* **MATERIAL PROVIDED**
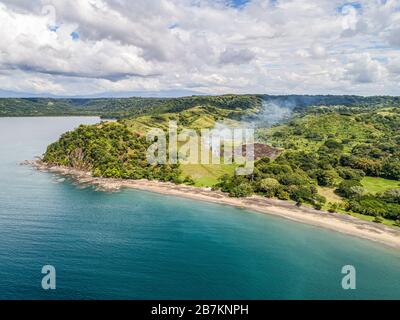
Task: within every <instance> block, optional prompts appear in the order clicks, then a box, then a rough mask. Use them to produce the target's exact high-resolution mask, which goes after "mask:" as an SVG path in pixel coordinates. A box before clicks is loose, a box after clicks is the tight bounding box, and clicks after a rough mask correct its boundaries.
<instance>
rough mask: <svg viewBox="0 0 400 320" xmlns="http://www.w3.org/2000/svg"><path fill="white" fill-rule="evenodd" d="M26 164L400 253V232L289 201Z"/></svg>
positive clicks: (115, 186)
mask: <svg viewBox="0 0 400 320" xmlns="http://www.w3.org/2000/svg"><path fill="white" fill-rule="evenodd" d="M23 164H26V165H31V166H33V167H34V168H35V169H38V170H40V171H46V172H52V173H55V174H59V175H62V176H67V177H70V178H71V179H73V180H75V181H76V182H78V183H79V184H88V185H93V186H95V187H96V188H97V189H98V190H102V191H118V190H120V189H121V188H134V189H139V190H145V191H150V192H156V193H161V194H165V195H170V196H177V197H184V198H189V199H194V200H199V201H206V202H212V203H218V204H223V205H229V206H234V207H239V208H243V209H247V210H251V211H256V212H260V213H265V214H270V215H276V216H280V217H283V218H286V219H290V220H293V221H297V222H301V223H306V224H310V225H313V226H317V227H322V228H326V229H330V230H334V231H337V232H341V233H345V234H348V235H352V236H356V237H359V238H363V239H368V240H371V241H375V242H379V243H381V244H384V245H387V246H390V247H392V248H397V249H400V228H395V227H389V226H385V225H382V224H377V223H373V222H369V221H365V220H361V219H358V218H355V217H352V216H350V215H345V214H339V213H329V212H326V211H318V210H314V209H312V208H308V207H304V206H303V207H297V206H296V205H294V204H293V203H291V202H289V201H281V200H277V199H269V198H265V197H261V196H252V197H247V198H231V197H229V196H228V195H227V194H225V193H223V192H220V191H212V190H211V189H209V188H197V187H192V186H186V185H175V184H173V183H166V182H158V181H149V180H122V179H108V178H96V177H92V175H91V173H90V172H86V171H82V170H76V169H72V168H68V167H59V166H49V165H47V164H45V163H43V162H41V161H40V160H35V161H26V162H24V163H23Z"/></svg>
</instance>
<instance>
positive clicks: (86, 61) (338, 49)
mask: <svg viewBox="0 0 400 320" xmlns="http://www.w3.org/2000/svg"><path fill="white" fill-rule="evenodd" d="M227 3H228V2H227V1H222V0H221V1H207V0H197V1H192V0H141V1H139V0H138V1H128V0H71V1H63V0H53V1H51V0H35V1H32V0H26V1H24V0H12V1H11V0H0V89H3V90H9V91H28V92H32V93H43V94H46V93H47V94H65V95H75V94H76V95H80V94H95V93H101V92H130V91H132V92H133V91H146V90H147V91H157V90H190V91H200V92H205V93H227V92H235V93H245V92H265V93H292V92H293V93H338V94H341V93H355V94H375V93H376V94H378V93H379V94H394V95H398V94H399V93H400V89H399V86H398V85H397V83H398V77H397V74H398V73H396V70H397V69H396V68H397V67H396V66H397V65H398V63H397V62H396V61H397V60H396V59H395V57H396V55H397V56H398V52H399V51H398V46H399V45H400V44H399V43H398V42H399V39H400V38H399V36H398V35H399V32H398V26H399V24H400V11H399V10H398V5H399V4H398V0H387V1H385V2H384V1H368V0H361V1H359V4H358V5H355V4H354V2H353V4H352V5H347V6H343V1H331V0H307V1H306V0H287V1H278V2H274V3H273V2H271V1H265V0H252V1H250V2H249V3H248V4H246V5H245V6H242V7H241V8H240V9H239V8H234V7H233V6H232V5H229V6H228V5H226V4H227ZM49 4H50V5H51V7H46V6H48V5H49ZM43 8H46V10H43ZM48 8H50V9H52V8H54V11H53V10H48ZM53 13H54V15H53ZM73 32H74V33H75V34H76V35H78V36H79V38H78V39H75V40H74V39H73V37H72V36H71V34H72V33H73ZM393 74H396V76H393Z"/></svg>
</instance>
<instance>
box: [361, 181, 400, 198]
mask: <svg viewBox="0 0 400 320" xmlns="http://www.w3.org/2000/svg"><path fill="white" fill-rule="evenodd" d="M361 184H362V185H363V187H364V188H365V190H366V191H367V192H369V193H373V194H375V193H378V192H384V191H386V190H387V189H393V188H400V181H396V180H388V179H384V178H376V177H365V178H364V179H363V180H362V181H361Z"/></svg>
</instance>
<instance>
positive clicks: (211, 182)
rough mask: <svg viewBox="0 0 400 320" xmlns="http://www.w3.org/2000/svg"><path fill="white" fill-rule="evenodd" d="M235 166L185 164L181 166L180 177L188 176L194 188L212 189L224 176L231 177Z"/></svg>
mask: <svg viewBox="0 0 400 320" xmlns="http://www.w3.org/2000/svg"><path fill="white" fill-rule="evenodd" d="M236 167H237V165H235V164H209V165H205V164H185V165H181V168H182V177H183V178H185V177H187V176H190V177H191V178H192V179H193V180H194V181H195V186H196V187H212V186H214V185H215V184H216V183H218V178H219V177H221V176H223V175H224V174H229V175H233V173H234V172H235V168H236Z"/></svg>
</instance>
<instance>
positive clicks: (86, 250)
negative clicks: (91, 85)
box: [0, 118, 400, 299]
mask: <svg viewBox="0 0 400 320" xmlns="http://www.w3.org/2000/svg"><path fill="white" fill-rule="evenodd" d="M97 121H98V119H96V118H0V177H1V179H0V299H192V298H193V299H214V298H219V299H310V298H319V299H326V298H334V299H339V298H340V299H351V298H390V299H399V298H400V281H399V275H400V253H399V251H395V250H392V249H388V248H386V247H384V246H381V245H378V244H374V243H372V242H369V241H366V240H361V239H358V238H353V237H350V236H345V235H342V234H339V233H335V232H331V231H327V230H323V229H319V228H314V227H311V226H307V225H303V224H298V223H294V222H290V221H286V220H284V219H280V218H277V217H273V216H268V215H262V214H257V213H252V212H248V211H244V210H240V209H235V208H232V207H226V206H220V205H215V204H207V203H202V202H196V201H191V200H186V199H180V198H175V197H168V196H163V195H158V194H152V193H148V192H139V191H134V190H124V191H122V192H119V193H102V192H96V191H94V190H93V189H92V188H86V189H81V188H80V187H79V186H76V185H74V184H72V183H71V182H69V181H64V182H61V181H60V180H59V177H56V176H54V175H52V174H49V173H41V172H36V171H34V170H32V169H30V168H29V167H26V166H19V165H18V163H19V162H21V161H23V160H25V159H32V158H33V157H34V156H37V155H40V154H42V153H43V152H44V150H45V148H46V146H47V144H48V143H50V142H52V141H54V140H55V139H56V138H57V137H58V136H59V135H60V134H61V133H62V132H65V131H67V130H70V129H72V128H74V127H76V126H77V125H78V124H80V123H93V122H97ZM47 264H50V265H53V266H54V267H55V268H56V270H57V289H56V290H55V291H51V292H50V291H44V290H43V289H42V288H41V279H42V276H43V275H42V274H41V268H42V266H43V265H47ZM349 264H350V265H354V266H355V268H356V270H357V289H356V290H354V291H345V290H343V289H342V288H341V279H342V274H341V272H340V271H341V268H342V266H344V265H349Z"/></svg>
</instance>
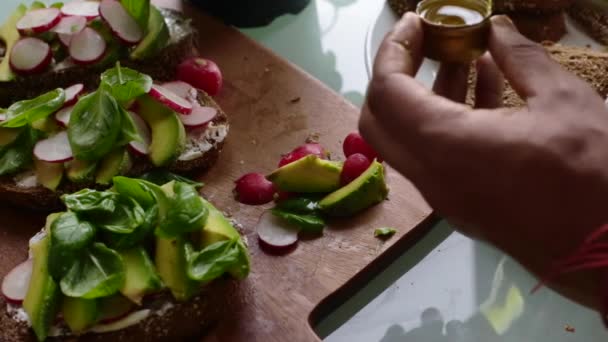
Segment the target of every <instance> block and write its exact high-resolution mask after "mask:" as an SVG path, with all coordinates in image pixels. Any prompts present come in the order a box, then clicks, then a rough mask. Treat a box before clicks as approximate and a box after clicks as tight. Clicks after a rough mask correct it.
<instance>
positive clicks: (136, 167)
mask: <svg viewBox="0 0 608 342" xmlns="http://www.w3.org/2000/svg"><path fill="white" fill-rule="evenodd" d="M100 80H101V81H100V82H99V86H98V87H97V88H96V89H90V90H89V91H90V92H89V93H88V94H86V95H83V93H84V92H85V91H86V87H85V86H84V85H82V84H75V85H72V86H70V87H68V88H66V89H62V88H58V89H55V90H52V91H50V92H47V93H45V94H43V95H40V96H38V97H36V98H33V99H29V100H23V101H19V102H15V103H13V104H12V105H10V106H9V107H8V108H7V109H5V110H2V112H1V114H0V121H1V122H0V199H1V200H6V201H10V202H12V203H15V204H17V205H20V206H25V207H31V208H36V209H47V210H48V209H54V208H58V207H59V206H60V205H61V203H60V201H59V198H60V196H61V195H63V194H65V193H72V192H75V191H78V190H81V189H83V188H87V187H90V188H98V189H99V188H107V187H109V186H110V185H111V181H112V178H113V177H115V176H117V175H128V176H140V175H142V174H144V173H146V172H148V171H150V170H153V169H156V168H163V169H166V170H169V171H171V172H174V173H177V174H182V175H189V174H190V173H192V172H193V171H204V170H206V169H207V168H209V167H210V166H212V165H213V164H214V162H215V161H216V160H217V157H218V155H219V152H220V151H221V149H222V146H223V143H224V140H225V138H226V135H227V133H228V128H229V126H228V119H227V117H226V115H225V114H224V113H223V112H222V110H221V109H220V108H219V106H218V105H217V104H216V103H215V102H214V101H213V100H212V99H211V98H210V97H209V96H208V95H207V94H206V93H204V92H203V91H200V90H197V89H195V88H193V87H192V86H190V85H189V84H187V83H184V82H180V81H176V82H169V83H163V84H162V85H159V84H155V83H153V80H152V78H150V77H149V76H147V75H145V74H142V73H139V72H137V71H134V70H132V69H128V68H122V67H120V65H117V66H116V67H114V68H112V69H109V70H107V71H106V72H104V73H103V74H102V75H101V77H100ZM79 96H80V97H79Z"/></svg>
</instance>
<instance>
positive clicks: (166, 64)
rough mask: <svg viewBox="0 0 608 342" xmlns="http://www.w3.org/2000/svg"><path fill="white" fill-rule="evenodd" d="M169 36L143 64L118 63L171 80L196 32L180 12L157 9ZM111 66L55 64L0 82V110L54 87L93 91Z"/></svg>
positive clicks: (157, 80)
mask: <svg viewBox="0 0 608 342" xmlns="http://www.w3.org/2000/svg"><path fill="white" fill-rule="evenodd" d="M160 12H161V13H162V15H163V17H164V18H165V22H166V23H167V26H168V27H169V30H170V33H171V40H170V42H169V45H168V46H167V47H166V48H165V49H164V50H163V51H162V52H161V53H160V54H159V55H157V56H155V57H153V58H149V59H146V60H143V61H133V60H129V59H126V60H121V61H120V62H121V65H122V66H125V67H129V68H132V69H135V70H137V71H139V72H143V73H145V74H147V75H149V76H151V77H152V78H153V79H154V80H157V81H173V80H174V79H175V74H176V69H177V66H178V65H179V63H181V62H182V61H183V60H184V59H186V58H188V57H191V56H193V55H194V53H195V51H196V32H195V30H194V28H193V27H192V25H191V24H190V20H189V19H186V18H185V17H184V16H183V15H182V14H181V13H179V12H177V11H174V10H169V9H160ZM112 66H113V65H99V64H93V65H74V64H70V63H65V64H64V65H62V66H59V65H56V66H54V67H52V69H51V70H48V71H46V72H44V73H42V74H36V75H31V76H17V78H16V79H15V80H13V81H10V82H0V107H7V106H9V105H10V104H12V103H14V102H16V101H20V100H23V99H29V98H33V97H36V96H38V95H40V94H42V93H45V92H47V91H49V90H53V89H55V88H58V87H63V88H65V87H69V86H70V85H73V84H76V83H83V84H84V85H85V87H86V88H88V89H93V88H96V87H97V85H98V84H99V74H101V73H102V72H103V71H104V70H106V69H107V68H108V67H112Z"/></svg>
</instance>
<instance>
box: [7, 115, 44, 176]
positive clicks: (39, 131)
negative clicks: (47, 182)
mask: <svg viewBox="0 0 608 342" xmlns="http://www.w3.org/2000/svg"><path fill="white" fill-rule="evenodd" d="M40 136H41V133H40V131H37V130H34V129H31V128H29V127H25V128H24V129H23V131H22V132H21V133H20V134H19V136H18V137H17V139H15V141H14V142H12V143H11V144H10V145H7V146H2V147H0V176H4V175H10V174H14V173H16V172H19V171H21V170H23V169H25V168H26V167H27V166H29V165H30V164H31V163H32V158H33V157H32V156H33V152H32V151H33V149H34V145H35V144H36V142H37V141H38V139H39V138H40Z"/></svg>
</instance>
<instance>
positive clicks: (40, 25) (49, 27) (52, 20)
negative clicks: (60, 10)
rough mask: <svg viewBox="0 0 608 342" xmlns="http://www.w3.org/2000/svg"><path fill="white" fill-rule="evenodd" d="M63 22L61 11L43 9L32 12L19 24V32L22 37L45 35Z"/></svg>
mask: <svg viewBox="0 0 608 342" xmlns="http://www.w3.org/2000/svg"><path fill="white" fill-rule="evenodd" d="M60 21H61V11H59V9H57V8H54V7H50V8H41V9H36V10H31V11H29V12H27V13H25V15H24V16H23V17H21V19H19V21H18V22H17V24H16V26H17V30H18V31H19V33H21V34H22V35H27V34H30V33H43V32H46V31H48V30H50V29H52V28H53V27H55V25H57V24H58V23H59V22H60Z"/></svg>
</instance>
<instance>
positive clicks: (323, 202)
mask: <svg viewBox="0 0 608 342" xmlns="http://www.w3.org/2000/svg"><path fill="white" fill-rule="evenodd" d="M387 196H388V187H387V186H386V182H385V181H384V167H383V166H382V164H381V163H379V162H378V161H374V162H373V163H372V165H370V167H369V168H368V169H367V170H366V171H365V172H363V174H361V176H359V177H357V178H356V179H355V180H353V181H352V182H351V183H349V184H348V185H346V186H345V187H343V188H341V189H339V190H337V191H335V192H333V193H331V194H329V195H327V196H326V197H325V198H323V199H322V200H321V202H319V208H320V209H321V210H322V211H323V212H324V213H326V214H327V215H330V216H351V215H353V214H356V213H357V212H359V211H361V210H363V209H366V208H368V207H371V206H372V205H374V204H377V203H380V202H382V201H383V200H385V199H386V197H387Z"/></svg>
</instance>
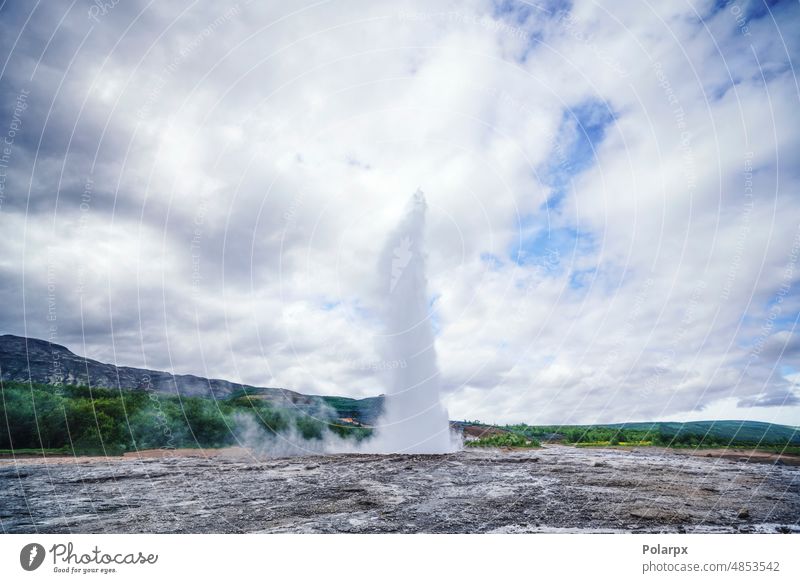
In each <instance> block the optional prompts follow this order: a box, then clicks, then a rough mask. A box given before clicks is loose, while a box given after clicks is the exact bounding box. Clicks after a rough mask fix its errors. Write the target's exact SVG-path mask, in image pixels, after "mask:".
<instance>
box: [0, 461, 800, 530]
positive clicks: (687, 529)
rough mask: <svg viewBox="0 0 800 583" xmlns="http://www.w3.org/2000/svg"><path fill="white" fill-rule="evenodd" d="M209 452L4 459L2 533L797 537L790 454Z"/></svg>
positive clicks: (797, 475) (793, 482)
mask: <svg viewBox="0 0 800 583" xmlns="http://www.w3.org/2000/svg"><path fill="white" fill-rule="evenodd" d="M176 453H177V454H179V455H176ZM207 453H212V452H207ZM213 453H214V455H204V454H203V453H202V452H199V451H194V452H192V451H189V452H182V454H181V452H170V453H169V455H165V453H164V452H160V455H146V456H140V457H136V456H128V457H124V458H107V459H105V458H50V459H48V460H47V461H43V460H42V459H40V458H33V459H17V460H8V459H6V460H0V526H2V530H3V531H4V532H8V533H11V532H18V533H20V532H21V533H30V532H45V533H68V532H75V533H77V532H89V533H105V532H121V533H133V532H145V533H156V532H459V533H461V532H465V533H471V532H559V531H591V532H617V531H633V532H660V531H665V532H684V531H685V532H800V525H799V523H800V482H799V481H798V477H799V476H800V467H798V466H797V465H791V464H792V461H796V460H792V459H791V458H786V461H779V462H778V463H777V464H776V463H775V460H774V459H773V458H769V457H768V458H767V459H764V458H763V457H761V458H758V459H757V458H755V457H753V458H751V457H749V456H748V455H747V453H746V452H745V453H741V452H738V453H736V454H735V455H733V456H728V457H717V456H711V457H709V456H708V455H707V454H706V453H703V455H686V453H685V452H674V451H668V450H667V451H665V450H660V449H656V448H640V449H633V450H620V449H581V448H573V447H567V446H546V447H544V448H541V449H536V450H527V451H497V450H468V451H463V452H459V453H455V454H447V455H436V456H421V455H383V456H381V455H336V456H319V457H295V458H282V459H268V460H258V459H255V458H253V457H252V456H250V455H249V454H248V452H247V451H245V450H233V451H225V452H213ZM709 453H710V452H709ZM773 457H774V456H773ZM754 461H757V462H758V463H753V462H754Z"/></svg>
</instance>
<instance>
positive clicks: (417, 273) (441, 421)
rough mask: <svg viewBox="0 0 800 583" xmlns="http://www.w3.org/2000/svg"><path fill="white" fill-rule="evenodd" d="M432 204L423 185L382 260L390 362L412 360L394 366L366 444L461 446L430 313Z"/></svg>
mask: <svg viewBox="0 0 800 583" xmlns="http://www.w3.org/2000/svg"><path fill="white" fill-rule="evenodd" d="M426 210H427V203H426V202H425V195H424V194H423V193H422V191H421V190H417V192H416V193H415V194H414V196H413V197H412V199H411V201H410V202H409V205H408V208H407V212H406V214H405V216H404V217H403V219H402V220H401V222H400V224H399V225H398V227H397V229H396V230H395V231H394V233H392V235H391V236H390V237H389V240H388V241H387V243H386V246H385V247H384V249H383V253H382V254H381V259H380V263H379V274H380V277H381V278H385V280H386V293H387V295H386V301H385V302H384V306H383V314H382V315H383V321H384V323H385V327H386V329H385V337H384V342H383V346H382V353H383V357H384V359H385V360H386V361H387V362H405V363H407V366H405V367H402V368H394V369H391V370H390V371H389V372H390V380H389V386H388V387H387V394H386V402H385V405H384V413H383V416H382V417H381V419H380V420H379V422H378V427H377V428H376V433H375V437H374V438H373V439H371V440H370V441H369V442H367V443H366V444H365V446H366V447H367V448H369V449H370V450H372V451H376V452H380V453H446V452H450V451H454V450H456V449H458V447H459V444H458V441H457V440H456V439H454V437H453V436H452V435H451V433H450V425H449V421H448V415H447V411H446V410H445V408H444V407H443V406H442V403H441V399H440V374H439V368H438V366H437V364H436V350H435V348H434V336H433V328H432V326H431V322H430V317H429V313H428V294H427V287H428V286H427V283H428V282H427V277H426V274H425V253H424V236H425V211H426Z"/></svg>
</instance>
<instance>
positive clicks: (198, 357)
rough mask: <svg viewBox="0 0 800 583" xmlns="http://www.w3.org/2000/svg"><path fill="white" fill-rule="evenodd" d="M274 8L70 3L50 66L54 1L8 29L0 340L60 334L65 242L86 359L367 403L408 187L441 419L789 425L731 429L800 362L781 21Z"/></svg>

* **TASK**
In the data above, which lines lie between the line with "positive clicks: (86, 61) (338, 49)" and the line with "negative clicks: (91, 85)", inclusive? Print those lines exactly and nothing else.

* **RESULT OF THE EXERCISE**
positive clicks: (86, 61) (338, 49)
mask: <svg viewBox="0 0 400 320" xmlns="http://www.w3.org/2000/svg"><path fill="white" fill-rule="evenodd" d="M227 3H228V2H227V1H222V0H221V1H207V0H197V1H192V0H141V1H139V0H138V1H128V0H71V1H63V0H53V1H51V0H35V1H32V0H26V1H24V0H12V1H11V0H0V89H3V90H9V91H28V92H32V93H43V94H46V93H47V94H65V95H75V94H76V95H80V94H95V93H101V92H130V91H132V92H133V91H146V90H147V91H157V90H190V91H200V92H205V93H227V92H235V93H245V92H265V93H292V92H293V93H338V94H341V93H355V94H375V93H376V94H378V93H379V94H394V95H398V94H399V93H400V89H399V86H398V85H397V83H398V77H397V74H398V73H396V70H397V69H396V68H397V67H396V66H397V65H398V63H397V62H396V61H397V60H396V59H395V57H396V55H397V56H398V52H399V51H398V46H399V45H400V44H399V43H398V42H399V39H400V38H399V36H398V35H399V32H398V26H399V24H400V11H399V10H398V5H399V4H398V0H387V1H385V2H384V1H368V0H361V1H359V4H358V5H355V4H354V2H353V4H352V5H347V6H343V1H331V0H307V1H306V0H287V1H278V2H274V3H273V2H271V1H265V0H252V1H250V2H249V3H248V4H246V5H245V6H242V7H241V8H240V9H239V8H234V7H233V6H232V5H229V6H228V5H226V4H227ZM49 4H50V5H51V7H46V6H48V5H49ZM43 8H46V10H43ZM48 8H50V9H52V8H54V11H53V10H48ZM53 13H54V15H53ZM73 32H74V33H75V34H76V35H78V36H79V38H78V39H75V40H74V39H73V37H72V36H71V34H72V33H73ZM393 74H396V76H393Z"/></svg>
</instance>
<instance>
box: [361, 181, 400, 198]
mask: <svg viewBox="0 0 400 320" xmlns="http://www.w3.org/2000/svg"><path fill="white" fill-rule="evenodd" d="M361 184H362V185H363V187H364V188H365V190H366V191H367V192H369V193H373V194H375V193H378V192H384V191H386V190H387V189H393V188H400V181H396V180H388V179H384V178H376V177H365V178H364V179H363V180H362V181H361Z"/></svg>
</instance>
<instance>
positive clicks: (211, 182)
rough mask: <svg viewBox="0 0 400 320" xmlns="http://www.w3.org/2000/svg"><path fill="white" fill-rule="evenodd" d="M235 166L185 164L181 166L180 177L188 176L194 188L212 189L224 176L231 177Z"/></svg>
mask: <svg viewBox="0 0 400 320" xmlns="http://www.w3.org/2000/svg"><path fill="white" fill-rule="evenodd" d="M236 167H237V165H235V164H209V165H205V164H185V165H181V168H182V177H183V178H185V177H187V176H190V177H191V178H192V179H193V180H194V181H195V186H196V187H212V186H214V185H215V184H216V183H218V178H219V177H221V176H223V175H224V174H229V175H233V173H234V172H235V168H236Z"/></svg>
</instance>
<instance>
positive clicks: (86, 250)
negative clicks: (91, 85)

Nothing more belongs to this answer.